__About this task__:
Pick every line out of the entries below that holds the string "exact", and report them.

__Entries shown__:
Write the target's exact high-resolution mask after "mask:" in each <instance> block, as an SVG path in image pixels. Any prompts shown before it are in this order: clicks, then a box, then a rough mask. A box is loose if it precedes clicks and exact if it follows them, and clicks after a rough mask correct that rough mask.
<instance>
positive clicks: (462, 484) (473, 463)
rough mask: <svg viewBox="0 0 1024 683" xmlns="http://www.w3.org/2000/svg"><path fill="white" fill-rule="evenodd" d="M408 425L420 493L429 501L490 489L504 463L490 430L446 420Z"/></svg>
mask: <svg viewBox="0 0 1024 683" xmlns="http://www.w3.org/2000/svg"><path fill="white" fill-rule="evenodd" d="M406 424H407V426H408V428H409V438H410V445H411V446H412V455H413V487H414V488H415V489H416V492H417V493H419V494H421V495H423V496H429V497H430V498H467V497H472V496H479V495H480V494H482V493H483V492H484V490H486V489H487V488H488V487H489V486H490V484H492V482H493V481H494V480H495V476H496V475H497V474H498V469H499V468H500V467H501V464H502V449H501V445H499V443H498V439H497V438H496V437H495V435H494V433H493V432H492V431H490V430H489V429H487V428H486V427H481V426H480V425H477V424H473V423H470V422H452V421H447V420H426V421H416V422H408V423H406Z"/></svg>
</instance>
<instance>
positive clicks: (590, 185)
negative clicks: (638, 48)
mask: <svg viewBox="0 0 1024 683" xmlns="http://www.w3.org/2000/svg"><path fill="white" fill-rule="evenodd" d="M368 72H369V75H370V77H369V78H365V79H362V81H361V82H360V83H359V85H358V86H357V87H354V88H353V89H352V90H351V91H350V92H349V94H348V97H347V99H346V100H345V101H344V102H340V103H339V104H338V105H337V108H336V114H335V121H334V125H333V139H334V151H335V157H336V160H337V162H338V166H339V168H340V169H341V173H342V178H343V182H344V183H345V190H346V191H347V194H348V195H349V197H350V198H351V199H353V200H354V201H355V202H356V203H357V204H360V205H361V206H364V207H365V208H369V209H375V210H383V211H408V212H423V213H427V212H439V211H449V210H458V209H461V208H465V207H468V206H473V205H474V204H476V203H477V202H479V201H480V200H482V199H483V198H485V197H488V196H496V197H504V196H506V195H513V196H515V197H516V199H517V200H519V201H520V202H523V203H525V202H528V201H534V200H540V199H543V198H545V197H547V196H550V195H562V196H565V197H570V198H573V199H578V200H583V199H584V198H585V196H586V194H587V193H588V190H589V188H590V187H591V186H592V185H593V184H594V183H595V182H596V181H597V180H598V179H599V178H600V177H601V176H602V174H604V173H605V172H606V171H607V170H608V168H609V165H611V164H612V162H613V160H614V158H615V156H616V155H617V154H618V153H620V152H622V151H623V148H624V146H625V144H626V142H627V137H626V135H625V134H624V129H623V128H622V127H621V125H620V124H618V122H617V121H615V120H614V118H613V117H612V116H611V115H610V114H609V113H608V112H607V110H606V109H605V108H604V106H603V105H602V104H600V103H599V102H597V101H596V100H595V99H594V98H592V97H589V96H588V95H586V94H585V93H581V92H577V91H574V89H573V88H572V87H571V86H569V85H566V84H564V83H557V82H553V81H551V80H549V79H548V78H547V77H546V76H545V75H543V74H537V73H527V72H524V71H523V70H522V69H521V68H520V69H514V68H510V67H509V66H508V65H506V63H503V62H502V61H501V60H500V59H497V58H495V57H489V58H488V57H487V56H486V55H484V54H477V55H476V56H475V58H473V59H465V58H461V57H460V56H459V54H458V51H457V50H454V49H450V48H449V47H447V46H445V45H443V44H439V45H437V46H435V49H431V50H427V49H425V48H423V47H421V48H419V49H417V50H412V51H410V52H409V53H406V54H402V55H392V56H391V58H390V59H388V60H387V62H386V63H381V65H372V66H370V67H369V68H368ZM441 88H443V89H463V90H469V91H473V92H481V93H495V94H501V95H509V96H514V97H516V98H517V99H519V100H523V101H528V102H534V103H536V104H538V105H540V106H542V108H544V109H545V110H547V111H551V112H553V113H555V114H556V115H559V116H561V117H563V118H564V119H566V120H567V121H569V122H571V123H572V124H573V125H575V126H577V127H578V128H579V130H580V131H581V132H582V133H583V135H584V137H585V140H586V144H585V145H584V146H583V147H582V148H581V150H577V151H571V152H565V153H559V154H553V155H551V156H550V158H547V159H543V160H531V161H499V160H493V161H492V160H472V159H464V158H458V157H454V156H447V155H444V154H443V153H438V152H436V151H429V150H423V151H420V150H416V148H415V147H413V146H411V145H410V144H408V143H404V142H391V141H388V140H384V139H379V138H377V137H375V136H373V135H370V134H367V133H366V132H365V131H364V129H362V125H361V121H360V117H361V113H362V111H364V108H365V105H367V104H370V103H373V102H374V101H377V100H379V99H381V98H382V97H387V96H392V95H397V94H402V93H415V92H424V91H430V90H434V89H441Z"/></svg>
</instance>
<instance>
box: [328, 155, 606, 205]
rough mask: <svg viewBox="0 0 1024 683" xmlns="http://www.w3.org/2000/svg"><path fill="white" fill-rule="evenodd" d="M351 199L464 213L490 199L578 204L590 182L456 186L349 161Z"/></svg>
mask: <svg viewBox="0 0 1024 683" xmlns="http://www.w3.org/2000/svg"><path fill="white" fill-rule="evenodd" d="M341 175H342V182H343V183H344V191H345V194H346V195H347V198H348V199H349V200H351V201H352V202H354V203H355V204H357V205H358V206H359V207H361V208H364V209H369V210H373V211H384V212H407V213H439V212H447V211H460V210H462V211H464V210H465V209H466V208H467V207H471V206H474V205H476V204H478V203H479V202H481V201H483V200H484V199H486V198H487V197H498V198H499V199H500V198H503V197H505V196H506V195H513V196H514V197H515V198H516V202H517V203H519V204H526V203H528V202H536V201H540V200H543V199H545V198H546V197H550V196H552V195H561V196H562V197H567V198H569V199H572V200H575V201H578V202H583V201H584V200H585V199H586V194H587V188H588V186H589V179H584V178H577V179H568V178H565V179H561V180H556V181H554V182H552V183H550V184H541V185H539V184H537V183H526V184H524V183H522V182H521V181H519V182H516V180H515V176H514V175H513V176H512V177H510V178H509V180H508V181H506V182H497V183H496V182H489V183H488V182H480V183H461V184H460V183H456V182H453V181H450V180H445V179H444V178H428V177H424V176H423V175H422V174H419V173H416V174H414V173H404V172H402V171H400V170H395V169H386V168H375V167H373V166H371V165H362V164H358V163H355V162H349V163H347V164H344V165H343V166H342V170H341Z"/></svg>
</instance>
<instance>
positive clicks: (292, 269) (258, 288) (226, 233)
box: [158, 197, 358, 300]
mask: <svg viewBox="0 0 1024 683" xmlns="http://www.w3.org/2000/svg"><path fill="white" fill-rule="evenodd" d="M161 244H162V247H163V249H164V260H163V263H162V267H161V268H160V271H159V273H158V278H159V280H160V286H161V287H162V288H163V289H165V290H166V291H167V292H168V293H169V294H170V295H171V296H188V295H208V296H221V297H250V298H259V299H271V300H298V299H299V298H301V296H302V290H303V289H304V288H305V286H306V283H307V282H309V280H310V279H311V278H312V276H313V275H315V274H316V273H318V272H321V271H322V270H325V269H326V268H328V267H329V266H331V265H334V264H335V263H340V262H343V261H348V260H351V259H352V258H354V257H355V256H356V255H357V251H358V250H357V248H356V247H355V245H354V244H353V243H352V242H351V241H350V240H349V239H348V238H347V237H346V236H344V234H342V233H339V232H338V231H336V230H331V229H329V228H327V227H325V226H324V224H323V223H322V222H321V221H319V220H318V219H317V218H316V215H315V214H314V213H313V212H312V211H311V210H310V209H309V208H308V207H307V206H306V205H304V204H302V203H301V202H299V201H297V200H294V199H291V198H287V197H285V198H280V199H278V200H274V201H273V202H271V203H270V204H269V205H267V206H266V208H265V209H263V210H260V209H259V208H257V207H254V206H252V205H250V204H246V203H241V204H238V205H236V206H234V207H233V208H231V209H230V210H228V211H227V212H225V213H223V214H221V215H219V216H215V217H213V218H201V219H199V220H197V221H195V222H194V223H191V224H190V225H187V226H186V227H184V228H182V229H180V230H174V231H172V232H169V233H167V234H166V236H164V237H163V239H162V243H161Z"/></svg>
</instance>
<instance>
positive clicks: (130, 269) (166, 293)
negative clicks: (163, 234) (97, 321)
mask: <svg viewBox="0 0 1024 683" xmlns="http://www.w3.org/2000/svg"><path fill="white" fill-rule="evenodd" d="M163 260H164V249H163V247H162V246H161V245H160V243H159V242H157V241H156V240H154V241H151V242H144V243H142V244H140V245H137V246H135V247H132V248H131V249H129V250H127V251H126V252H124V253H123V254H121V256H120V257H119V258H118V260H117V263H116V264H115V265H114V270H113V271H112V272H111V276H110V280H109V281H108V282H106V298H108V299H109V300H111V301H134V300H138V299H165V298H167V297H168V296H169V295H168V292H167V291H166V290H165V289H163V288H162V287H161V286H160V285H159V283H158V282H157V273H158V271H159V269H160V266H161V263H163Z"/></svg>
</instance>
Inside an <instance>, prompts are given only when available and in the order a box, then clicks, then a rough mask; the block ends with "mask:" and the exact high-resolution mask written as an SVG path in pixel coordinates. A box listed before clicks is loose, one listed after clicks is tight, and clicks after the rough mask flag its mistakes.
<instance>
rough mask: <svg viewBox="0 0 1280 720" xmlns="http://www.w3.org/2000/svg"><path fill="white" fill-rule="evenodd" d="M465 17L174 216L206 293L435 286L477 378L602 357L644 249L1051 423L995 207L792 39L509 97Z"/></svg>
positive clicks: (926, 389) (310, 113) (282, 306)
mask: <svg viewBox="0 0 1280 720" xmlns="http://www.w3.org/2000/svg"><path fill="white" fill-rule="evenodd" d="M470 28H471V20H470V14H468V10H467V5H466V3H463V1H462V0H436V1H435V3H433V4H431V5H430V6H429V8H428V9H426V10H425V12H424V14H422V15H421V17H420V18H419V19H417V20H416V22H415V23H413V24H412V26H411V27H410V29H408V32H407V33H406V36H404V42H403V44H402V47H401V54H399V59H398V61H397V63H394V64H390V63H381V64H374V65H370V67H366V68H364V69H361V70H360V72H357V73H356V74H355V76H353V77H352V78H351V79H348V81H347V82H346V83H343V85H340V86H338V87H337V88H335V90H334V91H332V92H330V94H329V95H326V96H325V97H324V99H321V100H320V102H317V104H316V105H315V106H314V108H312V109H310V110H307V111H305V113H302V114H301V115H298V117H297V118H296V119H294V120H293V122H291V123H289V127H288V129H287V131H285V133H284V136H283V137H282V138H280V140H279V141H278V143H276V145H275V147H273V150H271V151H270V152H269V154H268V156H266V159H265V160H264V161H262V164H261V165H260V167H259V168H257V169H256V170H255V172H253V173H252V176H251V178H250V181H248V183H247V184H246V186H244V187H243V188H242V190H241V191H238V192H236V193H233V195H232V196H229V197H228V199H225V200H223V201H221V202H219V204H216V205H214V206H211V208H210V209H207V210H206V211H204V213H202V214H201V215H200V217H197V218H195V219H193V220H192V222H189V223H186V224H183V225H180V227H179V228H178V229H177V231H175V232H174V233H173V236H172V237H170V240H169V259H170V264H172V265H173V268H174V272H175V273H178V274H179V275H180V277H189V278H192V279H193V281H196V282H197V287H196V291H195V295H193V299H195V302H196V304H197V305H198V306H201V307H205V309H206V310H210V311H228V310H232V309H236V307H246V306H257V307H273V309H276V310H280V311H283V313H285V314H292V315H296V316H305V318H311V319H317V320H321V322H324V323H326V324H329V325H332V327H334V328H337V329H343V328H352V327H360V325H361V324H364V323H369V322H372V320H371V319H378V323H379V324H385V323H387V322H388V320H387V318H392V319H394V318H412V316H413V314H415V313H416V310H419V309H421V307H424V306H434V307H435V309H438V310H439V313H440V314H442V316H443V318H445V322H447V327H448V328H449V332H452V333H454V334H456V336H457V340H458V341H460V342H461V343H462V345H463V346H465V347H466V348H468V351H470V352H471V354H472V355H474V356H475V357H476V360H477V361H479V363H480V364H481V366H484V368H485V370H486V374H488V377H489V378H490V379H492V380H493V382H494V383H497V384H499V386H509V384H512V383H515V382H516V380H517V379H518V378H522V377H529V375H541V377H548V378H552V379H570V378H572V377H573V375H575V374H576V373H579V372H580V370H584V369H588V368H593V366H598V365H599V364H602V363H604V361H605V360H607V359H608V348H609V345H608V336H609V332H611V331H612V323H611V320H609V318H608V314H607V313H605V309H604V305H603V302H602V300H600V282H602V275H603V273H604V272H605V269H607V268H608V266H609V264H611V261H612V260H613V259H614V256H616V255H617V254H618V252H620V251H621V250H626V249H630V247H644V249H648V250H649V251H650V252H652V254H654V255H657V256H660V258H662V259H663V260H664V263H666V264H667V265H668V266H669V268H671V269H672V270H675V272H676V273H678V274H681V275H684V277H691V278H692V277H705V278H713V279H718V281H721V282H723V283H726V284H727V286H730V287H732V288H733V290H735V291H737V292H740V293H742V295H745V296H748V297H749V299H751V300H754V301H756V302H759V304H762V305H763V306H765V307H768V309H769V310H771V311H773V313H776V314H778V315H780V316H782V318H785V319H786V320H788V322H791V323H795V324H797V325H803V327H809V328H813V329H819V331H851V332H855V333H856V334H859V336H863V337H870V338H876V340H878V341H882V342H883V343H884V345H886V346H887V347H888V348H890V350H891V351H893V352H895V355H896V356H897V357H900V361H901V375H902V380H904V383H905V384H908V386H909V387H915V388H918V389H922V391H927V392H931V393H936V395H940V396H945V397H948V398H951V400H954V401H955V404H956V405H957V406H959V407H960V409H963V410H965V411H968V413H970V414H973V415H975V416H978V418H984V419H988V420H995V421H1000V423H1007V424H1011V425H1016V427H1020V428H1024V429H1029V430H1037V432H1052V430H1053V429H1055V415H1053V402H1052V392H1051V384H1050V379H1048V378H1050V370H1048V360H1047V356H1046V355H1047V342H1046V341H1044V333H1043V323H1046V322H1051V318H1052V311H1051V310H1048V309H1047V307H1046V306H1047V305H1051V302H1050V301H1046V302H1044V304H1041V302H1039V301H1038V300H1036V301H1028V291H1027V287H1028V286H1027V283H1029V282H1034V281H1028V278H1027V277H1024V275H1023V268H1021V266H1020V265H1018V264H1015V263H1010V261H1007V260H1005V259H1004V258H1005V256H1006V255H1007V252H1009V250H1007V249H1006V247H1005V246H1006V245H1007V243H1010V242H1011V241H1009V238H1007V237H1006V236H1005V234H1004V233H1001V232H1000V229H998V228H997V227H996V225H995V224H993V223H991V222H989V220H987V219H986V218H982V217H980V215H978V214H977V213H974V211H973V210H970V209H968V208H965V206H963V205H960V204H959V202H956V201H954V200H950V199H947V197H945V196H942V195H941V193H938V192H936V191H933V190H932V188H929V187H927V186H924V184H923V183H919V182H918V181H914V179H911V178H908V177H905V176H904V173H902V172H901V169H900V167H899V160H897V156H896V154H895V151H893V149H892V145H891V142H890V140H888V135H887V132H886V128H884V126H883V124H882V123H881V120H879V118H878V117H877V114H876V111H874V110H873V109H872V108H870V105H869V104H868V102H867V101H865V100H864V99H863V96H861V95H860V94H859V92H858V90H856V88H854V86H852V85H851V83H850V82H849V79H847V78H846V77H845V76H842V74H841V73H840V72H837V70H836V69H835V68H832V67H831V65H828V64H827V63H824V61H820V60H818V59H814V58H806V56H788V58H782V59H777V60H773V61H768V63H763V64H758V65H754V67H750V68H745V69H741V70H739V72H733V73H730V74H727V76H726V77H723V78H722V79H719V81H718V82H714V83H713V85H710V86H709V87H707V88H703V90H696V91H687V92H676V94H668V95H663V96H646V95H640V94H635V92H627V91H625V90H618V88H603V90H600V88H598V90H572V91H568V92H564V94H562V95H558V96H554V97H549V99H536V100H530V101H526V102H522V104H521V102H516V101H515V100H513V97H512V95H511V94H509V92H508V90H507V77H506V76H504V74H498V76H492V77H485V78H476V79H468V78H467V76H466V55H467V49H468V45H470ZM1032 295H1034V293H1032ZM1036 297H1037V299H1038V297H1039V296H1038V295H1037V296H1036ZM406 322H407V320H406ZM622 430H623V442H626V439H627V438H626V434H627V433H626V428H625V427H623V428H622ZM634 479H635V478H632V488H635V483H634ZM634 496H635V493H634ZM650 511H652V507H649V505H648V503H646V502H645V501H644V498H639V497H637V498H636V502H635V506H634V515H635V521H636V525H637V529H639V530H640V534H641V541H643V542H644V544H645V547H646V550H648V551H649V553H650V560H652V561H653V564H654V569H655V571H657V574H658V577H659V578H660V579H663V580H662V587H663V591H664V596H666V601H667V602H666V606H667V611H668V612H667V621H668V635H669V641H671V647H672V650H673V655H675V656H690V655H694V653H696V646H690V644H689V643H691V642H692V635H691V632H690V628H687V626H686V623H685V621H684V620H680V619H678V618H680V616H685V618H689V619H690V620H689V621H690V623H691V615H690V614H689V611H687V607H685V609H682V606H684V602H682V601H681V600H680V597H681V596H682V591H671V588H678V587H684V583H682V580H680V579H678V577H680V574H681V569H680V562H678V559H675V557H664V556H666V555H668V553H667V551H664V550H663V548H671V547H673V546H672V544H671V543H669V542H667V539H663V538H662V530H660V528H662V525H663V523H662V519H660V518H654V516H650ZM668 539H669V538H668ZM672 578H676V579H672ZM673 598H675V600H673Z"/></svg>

__Problem solution__:
Write the target's exact high-resolution mask after "mask:" in each <instance> block, as an SVG path in image pixels. Any prompts shown before it are in this order: clicks, then a box, then a rough mask. A box is loose if it precedes clicks and exact if it follows them, and clicks after a rough mask correct that rough mask.
Inside an <instance>, prompts are given only when available and in the order a box, then clicks, then a rough mask; the block ends with "mask:" and the exact high-resolution mask written as an SVG path in pixel coordinates. A box listed before clicks is loose, one listed after clicks is tight, and clicks after the rough mask flag its mistakes.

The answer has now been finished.